Each line of the listing is to be retyped exactly as given.

----

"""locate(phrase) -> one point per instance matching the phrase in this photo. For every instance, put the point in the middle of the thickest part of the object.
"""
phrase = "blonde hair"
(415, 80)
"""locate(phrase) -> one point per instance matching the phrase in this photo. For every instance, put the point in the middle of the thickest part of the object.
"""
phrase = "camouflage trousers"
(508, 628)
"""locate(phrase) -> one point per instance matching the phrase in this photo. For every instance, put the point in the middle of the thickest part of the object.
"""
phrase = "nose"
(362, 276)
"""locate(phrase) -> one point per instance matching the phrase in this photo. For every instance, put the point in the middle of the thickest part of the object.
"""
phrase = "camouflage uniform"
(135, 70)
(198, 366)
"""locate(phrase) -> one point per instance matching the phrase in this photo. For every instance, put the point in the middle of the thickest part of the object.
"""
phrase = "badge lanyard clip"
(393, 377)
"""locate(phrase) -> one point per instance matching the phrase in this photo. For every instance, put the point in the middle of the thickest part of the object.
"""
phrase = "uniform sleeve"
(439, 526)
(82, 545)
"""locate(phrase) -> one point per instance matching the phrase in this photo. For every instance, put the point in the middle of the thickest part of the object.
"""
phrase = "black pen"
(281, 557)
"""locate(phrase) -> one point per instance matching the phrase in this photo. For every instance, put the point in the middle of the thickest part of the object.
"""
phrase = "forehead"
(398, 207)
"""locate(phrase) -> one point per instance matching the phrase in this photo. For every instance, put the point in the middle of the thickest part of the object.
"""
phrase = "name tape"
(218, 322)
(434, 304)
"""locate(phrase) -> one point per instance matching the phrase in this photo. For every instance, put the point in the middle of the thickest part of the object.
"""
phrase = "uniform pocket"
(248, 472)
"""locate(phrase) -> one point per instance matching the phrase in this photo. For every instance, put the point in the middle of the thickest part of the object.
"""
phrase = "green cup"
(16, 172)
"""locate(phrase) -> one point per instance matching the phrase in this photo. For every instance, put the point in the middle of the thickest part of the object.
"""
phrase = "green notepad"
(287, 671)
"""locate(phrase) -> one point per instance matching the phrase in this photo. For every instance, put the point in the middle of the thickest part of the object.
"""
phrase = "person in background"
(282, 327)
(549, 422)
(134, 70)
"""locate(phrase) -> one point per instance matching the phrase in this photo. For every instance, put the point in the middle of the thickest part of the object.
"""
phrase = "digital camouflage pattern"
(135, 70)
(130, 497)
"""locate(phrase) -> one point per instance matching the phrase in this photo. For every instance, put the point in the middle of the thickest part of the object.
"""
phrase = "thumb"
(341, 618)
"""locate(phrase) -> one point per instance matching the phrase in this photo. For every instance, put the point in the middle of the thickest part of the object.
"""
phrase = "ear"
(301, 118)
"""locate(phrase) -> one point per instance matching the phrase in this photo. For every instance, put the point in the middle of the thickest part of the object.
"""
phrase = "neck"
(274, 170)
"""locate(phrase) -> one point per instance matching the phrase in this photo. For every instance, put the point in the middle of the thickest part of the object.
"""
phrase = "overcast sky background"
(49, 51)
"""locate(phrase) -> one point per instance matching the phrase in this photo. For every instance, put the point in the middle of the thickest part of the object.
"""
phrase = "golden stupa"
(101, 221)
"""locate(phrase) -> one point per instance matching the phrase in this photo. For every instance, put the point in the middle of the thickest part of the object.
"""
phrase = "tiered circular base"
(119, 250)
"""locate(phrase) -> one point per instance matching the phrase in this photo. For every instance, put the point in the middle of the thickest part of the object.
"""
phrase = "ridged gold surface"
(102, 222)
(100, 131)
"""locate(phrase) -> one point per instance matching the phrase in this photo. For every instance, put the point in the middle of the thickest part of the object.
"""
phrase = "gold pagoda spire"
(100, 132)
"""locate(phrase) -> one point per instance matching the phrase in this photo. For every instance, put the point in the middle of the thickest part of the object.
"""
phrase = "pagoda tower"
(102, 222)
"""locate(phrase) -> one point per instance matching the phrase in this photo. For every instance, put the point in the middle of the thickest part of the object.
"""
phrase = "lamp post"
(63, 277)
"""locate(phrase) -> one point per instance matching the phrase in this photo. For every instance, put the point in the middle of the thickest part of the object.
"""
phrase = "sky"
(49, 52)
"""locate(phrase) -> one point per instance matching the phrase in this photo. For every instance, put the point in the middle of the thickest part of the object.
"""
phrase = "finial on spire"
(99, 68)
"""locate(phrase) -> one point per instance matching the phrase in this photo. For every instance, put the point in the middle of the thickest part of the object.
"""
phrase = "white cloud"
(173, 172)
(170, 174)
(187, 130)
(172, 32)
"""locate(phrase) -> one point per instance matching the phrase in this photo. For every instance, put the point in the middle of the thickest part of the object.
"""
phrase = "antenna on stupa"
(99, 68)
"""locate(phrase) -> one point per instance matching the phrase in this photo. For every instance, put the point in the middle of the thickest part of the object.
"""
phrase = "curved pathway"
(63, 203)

----

__ANSWER FOR THE TASK__.
"""locate(phrase) -> one point per instance matching the phrase in this photo. For every instance, put the point in the middle of the thickest part of the object.
"""
phrase = "blonde hair"
(415, 80)
"""locate(phrase) -> one point per instance matching the phrase in this photo. For every instance, put the point in the middle of the thickest part of the object.
"""
phrase = "camouflage trousers"
(508, 628)
"""locate(phrase) -> one point per instance matching the phrase in this photo. For every instance, put the point in the middle of the thickest part of the object.
"""
phrase = "nose"
(362, 276)
"""locate(phrase) -> one point per instance matching the phrase in this photo. For every instance, put the point in the middle of the thickest part of the object.
"""
phrase = "camouflage uniform"
(135, 70)
(198, 366)
"""locate(phrase) -> one point per instance matching the phrase in this photo. For every instance, put the point in the middle of the thickest part of the object.
"""
phrase = "badge lanyard clip"
(393, 377)
"""locate(phrase) -> one point per instance matching the phrase in this photo. For every instance, put the point in the middle of the thickest part of the object.
"""
phrase = "uniform sleeve"
(439, 526)
(82, 545)
"""locate(phrase) -> one point per instance matching the phrase in this photo. For every instance, put the point in the middle of the thickest part of the object.
"""
phrase = "black pen"
(281, 557)
"""locate(phrase) -> one point per instance matching the phrase in this photo. For every instance, put the point in the middle of the thickest part of the object.
"""
phrase = "forehead"
(398, 207)
"""locate(phrase) -> one point per instance matching the phrase in this photo. For every instance, put the point in the middle of the thickest part of the object.
"""
phrase = "name tape"
(218, 322)
(434, 304)
"""locate(phrase) -> one point per instance matching the phrase in this photo. For every instance, put the point in the middle of the thickest part of the object.
"""
phrase = "uniform pocket"
(248, 472)
"""locate(phrase) -> one point per instance matching the phrase in this photo. For every instance, put the point in the middle of the thickest part of the object.
"""
phrase = "green cup"
(16, 172)
"""locate(phrase) -> one point per instance matching the phrase in this photo. For every instance, put the point in the middle of the thickest part of the object.
"""
phrase = "green notepad"
(287, 671)
"""locate(phrase) -> one point per instance matching the phrase in this photo. For every instance, put the point in the middle of the thickest part of the object.
"""
phrase = "person in background"
(282, 327)
(549, 422)
(134, 70)
"""locate(phrase) -> one point per instance matching the phrase in this photo. For every instance, put the point in the middle of the thickest part of the object.
"""
phrase = "digital camouflage pattern"
(135, 70)
(130, 497)
"""locate(phrase) -> one point per instance matching the phrase in this photo. For every instance, put the point in the middle of the thickest part of the object.
"""
phrase = "thumb"
(341, 618)
"""locate(phrase) -> one point per instance matching the phrase in this photo. For every instance, put the point in the middle of the thickest part of the object.
"""
phrase = "ear"
(301, 118)
"""locate(phrase) -> one point per instance matching the phrase in this photo. For every instance, put the point in the middle of the thickest part of the object.
"""
phrase = "neck"
(274, 170)
"""locate(phrase) -> one point per instance matching the phrase in this photo. For every instance, put the point in the middle of the thickest part of the object.
"""
phrase = "overcast sky background"
(49, 51)
"""locate(phrase) -> one point per instance matching the phrase in this photo. For every instance, put the point in the middle of the thickest part of the object.
"""
phrase = "golden stupa"
(101, 221)
"""locate(phrase) -> one point per instance matching the phrase in this photo. For every instance, put the point in the middle of the thickest part of the object.
"""
phrase = "tiered circular base"
(119, 250)
"""locate(phrase) -> one point per instance matching the phrase in this photo. For every instance, put the point in the middle of the thickest part of the object.
"""
phrase = "ridged gold surface"
(102, 222)
(100, 131)
"""locate(phrase) -> one point per instance matching the phrase in this photo. For every instance, put the point in the middle of the thickest part of the object.
"""
phrase = "gold pagoda spire"
(100, 132)
"""locate(phrase) -> one point per instance matching the phrase in this photo. For every instance, put the point in the middle of the thickest part of the object.
"""
phrase = "pagoda tower"
(102, 222)
"""locate(phrase) -> one point per instance matching the phrase in this photo. For every instance, put the point in the middle of the thickest part of the object.
"""
phrase = "lamp post"
(63, 277)
"""locate(phrase) -> one point per instance matching the phrase in this photo. For every instance, put the point in the middle of the thickest part of the object.
"""
phrase = "sky"
(49, 52)
"""locate(phrase) -> one point per instance matching the phrase in this photo. For every instance, put the point in the middle of the thickest part of the object.
"""
phrase = "finial on spire"
(99, 68)
"""locate(phrase) -> one point per instance matching the phrase in this photo. For every instance, put the point in the middle of the thickest part of the object.
"""
phrase = "white cloud"
(173, 172)
(170, 174)
(187, 130)
(172, 32)
"""locate(phrase) -> one point per instance matching the phrase in this photo. For every instance, put the point in the middle of the thickest part of the object.
"""
phrase = "antenna on stupa"
(99, 68)
"""locate(phrase) -> one point per instance matching the phrase in this photo. For every instance, put the point in the middle of the thickest part of the object.
"""
phrase = "curved pathway"
(63, 203)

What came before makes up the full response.